(Entries from a dataset)

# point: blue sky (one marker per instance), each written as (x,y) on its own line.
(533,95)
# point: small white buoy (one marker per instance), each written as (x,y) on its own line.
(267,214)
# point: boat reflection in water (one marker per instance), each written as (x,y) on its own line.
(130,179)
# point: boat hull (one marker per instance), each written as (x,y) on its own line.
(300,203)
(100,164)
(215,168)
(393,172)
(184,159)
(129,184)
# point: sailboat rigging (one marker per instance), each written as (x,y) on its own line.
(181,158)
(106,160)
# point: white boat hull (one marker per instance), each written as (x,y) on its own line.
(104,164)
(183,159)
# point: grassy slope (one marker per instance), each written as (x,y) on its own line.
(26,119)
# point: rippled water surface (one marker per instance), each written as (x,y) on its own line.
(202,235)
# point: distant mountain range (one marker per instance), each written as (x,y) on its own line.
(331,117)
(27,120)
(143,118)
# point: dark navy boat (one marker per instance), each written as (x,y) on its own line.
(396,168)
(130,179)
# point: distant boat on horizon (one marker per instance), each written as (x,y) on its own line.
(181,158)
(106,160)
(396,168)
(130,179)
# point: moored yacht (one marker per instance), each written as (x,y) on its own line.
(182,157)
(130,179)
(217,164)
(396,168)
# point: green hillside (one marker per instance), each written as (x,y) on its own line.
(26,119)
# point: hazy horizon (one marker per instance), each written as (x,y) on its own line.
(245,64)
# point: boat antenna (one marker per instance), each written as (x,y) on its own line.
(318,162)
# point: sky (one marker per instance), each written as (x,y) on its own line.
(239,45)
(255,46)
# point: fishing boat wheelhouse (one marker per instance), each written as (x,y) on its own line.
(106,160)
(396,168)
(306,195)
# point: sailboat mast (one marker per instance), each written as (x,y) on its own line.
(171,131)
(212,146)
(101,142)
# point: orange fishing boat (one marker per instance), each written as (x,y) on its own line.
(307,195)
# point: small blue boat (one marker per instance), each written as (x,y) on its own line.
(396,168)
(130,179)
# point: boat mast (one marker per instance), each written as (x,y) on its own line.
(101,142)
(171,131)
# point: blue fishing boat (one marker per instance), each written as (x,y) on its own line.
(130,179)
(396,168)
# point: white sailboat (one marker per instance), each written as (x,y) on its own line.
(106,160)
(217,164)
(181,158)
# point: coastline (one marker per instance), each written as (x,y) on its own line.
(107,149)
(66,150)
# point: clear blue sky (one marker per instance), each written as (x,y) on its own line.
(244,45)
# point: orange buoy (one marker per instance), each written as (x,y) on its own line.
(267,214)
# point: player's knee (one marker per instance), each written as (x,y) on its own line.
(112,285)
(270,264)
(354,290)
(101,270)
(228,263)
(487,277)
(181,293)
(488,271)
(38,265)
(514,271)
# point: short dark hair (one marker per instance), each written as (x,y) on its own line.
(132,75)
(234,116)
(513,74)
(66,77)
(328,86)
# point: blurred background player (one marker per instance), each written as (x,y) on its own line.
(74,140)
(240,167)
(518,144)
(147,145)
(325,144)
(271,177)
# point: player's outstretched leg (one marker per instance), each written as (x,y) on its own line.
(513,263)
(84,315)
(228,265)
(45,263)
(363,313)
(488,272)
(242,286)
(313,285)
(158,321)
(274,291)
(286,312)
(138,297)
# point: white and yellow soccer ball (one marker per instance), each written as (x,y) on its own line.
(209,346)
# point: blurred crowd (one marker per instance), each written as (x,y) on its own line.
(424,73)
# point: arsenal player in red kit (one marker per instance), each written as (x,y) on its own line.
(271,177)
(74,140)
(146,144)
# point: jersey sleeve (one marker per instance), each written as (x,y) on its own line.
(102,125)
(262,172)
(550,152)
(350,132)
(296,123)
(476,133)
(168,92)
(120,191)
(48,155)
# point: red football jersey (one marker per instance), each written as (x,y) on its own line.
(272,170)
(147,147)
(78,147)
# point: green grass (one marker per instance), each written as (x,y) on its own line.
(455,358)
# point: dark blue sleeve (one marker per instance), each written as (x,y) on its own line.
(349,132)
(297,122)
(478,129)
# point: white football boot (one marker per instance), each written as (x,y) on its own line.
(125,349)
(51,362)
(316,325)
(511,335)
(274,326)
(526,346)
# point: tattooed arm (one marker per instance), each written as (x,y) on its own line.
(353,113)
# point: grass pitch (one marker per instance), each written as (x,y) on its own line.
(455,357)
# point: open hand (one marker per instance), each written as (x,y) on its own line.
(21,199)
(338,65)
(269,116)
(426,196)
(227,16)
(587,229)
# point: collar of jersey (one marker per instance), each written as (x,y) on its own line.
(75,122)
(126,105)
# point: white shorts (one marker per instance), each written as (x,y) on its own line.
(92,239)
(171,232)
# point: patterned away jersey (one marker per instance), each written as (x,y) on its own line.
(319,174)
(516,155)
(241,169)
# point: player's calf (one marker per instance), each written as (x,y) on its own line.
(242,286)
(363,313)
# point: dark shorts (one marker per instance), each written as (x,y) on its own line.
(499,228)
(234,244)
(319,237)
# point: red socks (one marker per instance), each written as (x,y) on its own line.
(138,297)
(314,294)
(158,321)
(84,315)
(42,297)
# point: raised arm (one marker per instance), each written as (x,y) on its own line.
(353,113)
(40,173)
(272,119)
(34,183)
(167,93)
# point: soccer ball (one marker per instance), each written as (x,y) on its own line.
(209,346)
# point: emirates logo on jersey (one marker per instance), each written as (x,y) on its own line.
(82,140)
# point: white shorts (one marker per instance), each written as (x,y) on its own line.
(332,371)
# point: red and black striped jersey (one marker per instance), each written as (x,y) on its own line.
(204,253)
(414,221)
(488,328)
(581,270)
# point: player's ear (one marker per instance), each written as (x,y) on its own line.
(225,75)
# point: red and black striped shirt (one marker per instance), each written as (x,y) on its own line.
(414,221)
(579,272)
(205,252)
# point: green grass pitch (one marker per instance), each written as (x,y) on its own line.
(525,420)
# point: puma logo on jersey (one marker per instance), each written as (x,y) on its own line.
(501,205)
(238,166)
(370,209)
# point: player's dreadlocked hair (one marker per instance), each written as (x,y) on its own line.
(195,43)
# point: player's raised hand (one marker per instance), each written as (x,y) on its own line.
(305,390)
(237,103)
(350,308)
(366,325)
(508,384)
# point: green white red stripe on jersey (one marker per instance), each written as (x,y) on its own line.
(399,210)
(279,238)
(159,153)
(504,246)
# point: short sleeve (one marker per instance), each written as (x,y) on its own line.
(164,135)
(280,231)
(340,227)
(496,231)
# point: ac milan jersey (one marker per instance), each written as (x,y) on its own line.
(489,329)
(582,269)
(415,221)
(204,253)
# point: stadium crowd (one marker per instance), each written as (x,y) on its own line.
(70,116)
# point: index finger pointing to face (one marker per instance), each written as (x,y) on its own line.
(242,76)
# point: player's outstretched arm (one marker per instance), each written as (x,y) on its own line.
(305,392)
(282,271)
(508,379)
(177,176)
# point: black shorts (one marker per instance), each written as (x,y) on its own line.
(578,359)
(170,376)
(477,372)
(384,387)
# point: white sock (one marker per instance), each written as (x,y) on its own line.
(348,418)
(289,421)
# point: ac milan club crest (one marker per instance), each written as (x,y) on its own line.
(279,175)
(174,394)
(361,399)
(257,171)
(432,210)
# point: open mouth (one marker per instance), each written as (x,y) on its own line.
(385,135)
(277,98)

What you are asked to do = Print every entry exactly as written.

Exercise result =
# point: blue sky (one marker per instance), each written as (x,y) on its own line.
(533,95)
# point: small white buoy (one marker per instance), each written as (x,y) on its own line.
(267,214)
# point: boat reflection in water (one marker per instance), each written as (x,y) on its own line.
(130,179)
# point: boat hull (one marker per instance), each written as (x,y) on its own line.
(300,203)
(100,164)
(215,168)
(393,172)
(184,159)
(129,184)
# point: sailboat rigging (one marker per instance), each written as (x,y) on its own line.
(181,158)
(106,160)
# point: white boat hull (one marker per instance), each written as (x,y) on its own line.
(104,164)
(183,159)
# point: grassy slope (one marker per instance), each written as (x,y) on its own line.
(26,119)
# point: rippled water surface (one marker per instance), each written as (x,y) on its own line.
(202,235)
# point: distant mountain range (one marker per instance), each written as (x,y) on its own line.
(331,117)
(27,120)
(143,118)
# point: dark navy boat (one marker per instance), each written as (x,y) on its own line.
(396,168)
(130,179)
# point: distant boat on horizon (one marker per instance), each written as (x,y) on its own line.
(181,158)
(106,160)
(396,168)
(130,179)
# point: moored yacht (one marker per instance), each written as (x,y) on its own line.
(182,157)
(130,179)
(217,164)
(396,168)
# point: green hillside (one marker per instance), each written as (x,y) on its own line.
(26,119)
# point: hazy horizon (one marker per instance), each written as (x,y) on its own line.
(245,64)
# point: boat antenna (one marker per instance), each written as (x,y) on its own line.
(318,162)
# point: sky (one marker per instance), each written as (x,y) on its own line.
(239,45)
(255,46)
# point: fishing boat wheelhouse (one marker per instance), each written as (x,y) on its own line.
(106,160)
(396,168)
(306,195)
# point: sailboat mast (one marker per instance), each written as (x,y) on its own line.
(171,131)
(212,146)
(101,142)
# point: orange fishing boat (one marker per instance), each written as (x,y) on its own line.
(307,195)
# point: small blue boat (one marker per instance), each written as (x,y) on its own line.
(396,168)
(130,179)
# point: boat mast (one marker per instance), each written as (x,y) on its own line.
(101,142)
(171,131)
# point: blue fishing boat (one marker per instance), each written as (x,y) on its own line.
(130,179)
(396,168)
# point: white sailboat (one marker per instance), each written as (x,y) on its own line.
(106,160)
(217,164)
(181,158)
# point: coastline (one marker per instance), each written as (x,y) on its own line.
(107,149)
(66,150)
# point: clear blue sky (one marker per instance), each written as (x,y) on its own line.
(244,45)
# point: orange buoy (one marker per instance), each written as (x,y) on its own line.
(267,214)
# point: player's knee (one marker per instance), each written as (x,y) on its own line.
(112,285)
(270,264)
(354,290)
(101,270)
(228,263)
(487,277)
(181,293)
(488,271)
(38,265)
(514,271)
# point: short dark hair (one marker per instance), each written as (x,y) on its own line.
(132,75)
(234,116)
(513,74)
(66,77)
(328,86)
# point: blurred background player (one marker per instance), each written as (x,y) on its own line.
(74,140)
(240,167)
(518,144)
(147,145)
(325,144)
(271,177)
# point: player's outstretched leg (one marker per instance), each written as (x,y) on its own line.
(513,263)
(84,315)
(228,265)
(45,263)
(363,313)
(488,272)
(242,286)
(313,285)
(158,321)
(274,291)
(286,312)
(138,297)
# point: white and yellow soccer ball (one marker per instance), each written as (x,y) on its own line.
(209,346)
# point: blurred crowd (one marker per instance), each written as (x,y) on its own line.
(424,73)
# point: arsenal player in red kit (one marker per instance), each written as (x,y) on its own line.
(271,177)
(74,140)
(146,144)
# point: jersey sleeve (one marker per instance), each written as (x,y) on its own line.
(102,125)
(262,172)
(550,152)
(350,132)
(296,123)
(476,133)
(168,92)
(120,191)
(48,155)
# point: red football jersey (one marker per instance), each written as (x,y) on its own line.
(272,170)
(147,147)
(78,147)
# point: green grass (one marker per instance), each written as (x,y) on its own line.
(455,358)
# point: dark blue sleeve (one marker per instance), each written as (x,y) on its own line.
(349,132)
(297,122)
(478,129)
# point: white football boot (one marker per instance), each written as (x,y) on its own line.
(125,349)
(51,362)
(316,325)
(511,335)
(274,326)
(526,346)
# point: tattooed arm (one marker per instance), each written as (x,y) on its own line.
(353,113)
# point: grass pitch (one marker per instance), each written as (x,y) on its own line.
(455,357)
# point: open hand (one marker per instance), each written as (x,y) on its own line.
(21,199)
(338,65)
(269,116)
(426,196)
(227,16)
(587,229)
# point: collar of jersey (one marker per instance), each written as (x,y) on its own line.
(75,122)
(126,105)
# point: white shorts (one marker per instance), each written as (x,y) on its own line.
(92,239)
(171,232)
# point: patterned away jersey (one marker per instance), each written as (x,y) on its own line.
(319,174)
(516,155)
(241,169)
# point: player's calf (one marker per instance), each written as (x,y) on its own line.
(242,286)
(363,313)
# point: dark shorts (one marker per instance), each written as (x,y) on its own line.
(499,228)
(234,244)
(319,237)
# point: red socks (one marker per instance), each written as (x,y) on its own line.
(138,297)
(314,294)
(158,321)
(84,315)
(42,297)
# point: raised arm (one marker per instance), each written as (x,y) on its own line.
(353,113)
(40,173)
(272,119)
(34,183)
(167,93)
# point: soccer ball (one marker per instance), each written as (x,y) on its own line.
(209,346)
# point: emirates logo on jersey (one marker per instance), each written as (x,y) on its own line.
(82,140)
# point: white shorts (one marker per instance), each written as (x,y) on its own line.
(332,371)
# point: red and black striped jersey (one marker per instance), each written as (x,y) on its own line.
(204,253)
(414,221)
(488,328)
(581,270)
# point: player's ear (one marker per instance), each written as (x,y) on its own line.
(225,75)
# point: red and black striped shirt (one marker per instance), each written as (x,y) on its own line.
(414,221)
(579,272)
(205,252)
# point: green grass pitch (one marker per instance), each written as (x,y) on its own line.
(525,420)
# point: puma logo on jersey (one marker per instance), each written as (x,y) on its own line.
(501,205)
(238,166)
(370,209)
# point: player's dreadlocked hair (one marker per instance), each written as (x,y) on its own line.
(195,43)
# point: player's raised hand (one marker per instance), each written as (x,y) on its own line.
(305,390)
(237,103)
(350,308)
(366,325)
(508,384)
# point: green white red stripe on jersey (one marker per instance), each written as (x,y) on its own line.
(399,210)
(279,238)
(159,153)
(504,246)
# point: short sleeve (one marker per instance), each written as (x,y) on its own line.
(164,135)
(280,231)
(340,227)
(496,231)
# point: ac milan jersey (one marker per instance), each written as (x,y) on its own line.
(489,329)
(582,269)
(415,221)
(204,253)
# point: stadium crowd (one marker per instance), each written as (x,y) on its own line.
(70,116)
# point: index finger pointing to face (one marker per instance), each written as (x,y) on its own line.
(242,76)
# point: player's outstretched arm (one marker per instance), each written as (x,y) on its own line.
(305,392)
(282,271)
(508,379)
(177,176)
# point: black shorts (one marker per instance), each written as (x,y) on its own line.
(578,359)
(170,376)
(477,372)
(384,387)
# point: white sock (one marker per instance), each written as (x,y) on its own line.
(348,418)
(289,421)
# point: ac milan club crest (one marker per instance), each written as (x,y) on its own line.
(279,175)
(174,394)
(361,399)
(257,171)
(432,210)
# point: open mouth (one marker per instance), each written as (x,y) on its own line.
(385,135)
(277,98)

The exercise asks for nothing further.